What to produce |
What lines of the data below hold the string "staff"? Copy each one.

Given information |
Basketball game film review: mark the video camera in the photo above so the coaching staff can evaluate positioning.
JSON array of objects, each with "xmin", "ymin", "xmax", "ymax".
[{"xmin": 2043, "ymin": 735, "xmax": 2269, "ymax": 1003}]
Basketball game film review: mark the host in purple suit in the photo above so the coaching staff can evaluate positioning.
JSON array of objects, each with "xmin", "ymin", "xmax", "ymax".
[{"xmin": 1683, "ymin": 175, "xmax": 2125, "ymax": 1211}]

* * *

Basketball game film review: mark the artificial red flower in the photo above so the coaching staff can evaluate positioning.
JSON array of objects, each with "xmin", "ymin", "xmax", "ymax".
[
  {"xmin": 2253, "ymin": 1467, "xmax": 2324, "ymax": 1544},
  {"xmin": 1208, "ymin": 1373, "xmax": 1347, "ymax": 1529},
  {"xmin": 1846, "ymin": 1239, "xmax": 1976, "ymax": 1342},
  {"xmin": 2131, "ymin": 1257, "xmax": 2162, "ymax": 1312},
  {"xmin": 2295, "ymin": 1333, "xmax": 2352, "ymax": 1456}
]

Solution for this problem |
Basketball game film review: mark the video camera in the photo above so the coaching staff can evaluate positioning.
Basketball game film review: mark the host in purple suit in the photo above so the coaching staff can evaluate positioning.
Basketball game film review: mark the artificial red flower in the photo above so the coaching staff can evaluate positioning.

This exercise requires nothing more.